[Stored entries]
--

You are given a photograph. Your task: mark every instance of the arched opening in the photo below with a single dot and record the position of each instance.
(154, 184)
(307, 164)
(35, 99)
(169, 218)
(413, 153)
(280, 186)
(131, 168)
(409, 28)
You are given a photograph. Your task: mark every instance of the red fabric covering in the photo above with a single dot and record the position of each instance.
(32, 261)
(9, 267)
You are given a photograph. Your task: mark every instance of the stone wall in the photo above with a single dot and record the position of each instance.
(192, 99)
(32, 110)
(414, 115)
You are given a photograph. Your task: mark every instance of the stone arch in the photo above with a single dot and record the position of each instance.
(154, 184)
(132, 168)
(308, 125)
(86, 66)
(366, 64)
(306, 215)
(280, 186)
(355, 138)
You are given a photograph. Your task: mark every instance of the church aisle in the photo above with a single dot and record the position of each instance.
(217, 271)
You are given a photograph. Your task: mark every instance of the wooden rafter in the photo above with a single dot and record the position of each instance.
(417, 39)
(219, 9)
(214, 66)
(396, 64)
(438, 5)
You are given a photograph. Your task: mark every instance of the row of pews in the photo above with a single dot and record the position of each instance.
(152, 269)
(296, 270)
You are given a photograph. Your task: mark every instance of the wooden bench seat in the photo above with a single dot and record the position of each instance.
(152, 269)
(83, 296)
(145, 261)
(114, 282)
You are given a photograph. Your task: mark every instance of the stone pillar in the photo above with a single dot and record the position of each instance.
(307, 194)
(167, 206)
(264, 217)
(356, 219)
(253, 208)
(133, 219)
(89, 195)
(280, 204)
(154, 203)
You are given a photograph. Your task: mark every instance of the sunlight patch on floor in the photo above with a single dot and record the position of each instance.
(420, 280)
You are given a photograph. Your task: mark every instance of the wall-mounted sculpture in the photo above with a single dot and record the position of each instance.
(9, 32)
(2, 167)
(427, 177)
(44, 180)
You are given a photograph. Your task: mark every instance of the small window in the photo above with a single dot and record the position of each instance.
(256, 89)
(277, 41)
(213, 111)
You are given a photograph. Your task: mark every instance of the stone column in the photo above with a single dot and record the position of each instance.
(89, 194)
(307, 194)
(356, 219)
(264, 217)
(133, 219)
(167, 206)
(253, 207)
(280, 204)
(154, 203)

--

• _Task statement_
Please reproduce each record precisely as written.

• _Result below_
You are given a photograph. Your task: mark every instance of the arched opening in the photo below with a single dot and record the position of each instance.
(154, 184)
(307, 164)
(35, 99)
(169, 218)
(413, 153)
(280, 186)
(131, 168)
(409, 28)
You are given a photograph. Your task: mark every instance of the red fabric covering in the photo above with a single dot and record the position of each instance.
(32, 261)
(9, 267)
You are given a photograph. Your task: mark every instance of the stone wall in the photo above with a single dot and record the position of each instance.
(192, 99)
(32, 110)
(414, 115)
You are given a photograph. Your task: mark every instance of the stone arch in the photo above with a single dot and record the position of each instance.
(154, 184)
(132, 168)
(308, 125)
(86, 66)
(366, 64)
(306, 215)
(280, 186)
(355, 138)
You are given a photograph. Your task: mark every instance of the church aisle in the photo above with a single dot and record the position of each instance.
(217, 271)
You are given a photograph. Your task: mark every instance of the wooden rafter in the photo above with a single dot and record the position of each instance.
(417, 39)
(219, 9)
(214, 66)
(396, 64)
(438, 5)
You are given a photograph. Your task: mark every instance of the row of pews in the photo above with a single dot and record the position of each instance.
(152, 269)
(296, 270)
You are given a photograph. Your task: mark every instance of the wooden bench seat in the photo above with a single dot and record the position of each instance.
(152, 269)
(83, 296)
(145, 261)
(114, 282)
You are given a photograph. Your task: mark every instance of the stone pillar in the photo above with a single dot and record the position of each instance.
(307, 194)
(167, 206)
(264, 217)
(356, 219)
(253, 208)
(133, 219)
(89, 195)
(280, 204)
(154, 203)
You are given a photograph. Your task: mark every instance of the sunlight patch on floor in the photo above with a single dot and record the position of each instance.
(420, 280)
You are given a photograph. Your task: mark every instance of the wall-mounted sculpture in the photo above with a single dot and record the position of each instance.
(9, 32)
(2, 167)
(427, 177)
(44, 180)
You are given a photograph. Your task: mark every instance of the small window in the photo above with a single dot and record the position of each instance.
(256, 89)
(277, 41)
(213, 111)
You are given a photograph. Your task: mark every instance of the stone column in the photo above with a single dot and record the position of each instance.
(89, 194)
(307, 194)
(356, 219)
(264, 217)
(133, 219)
(167, 206)
(253, 207)
(280, 204)
(154, 203)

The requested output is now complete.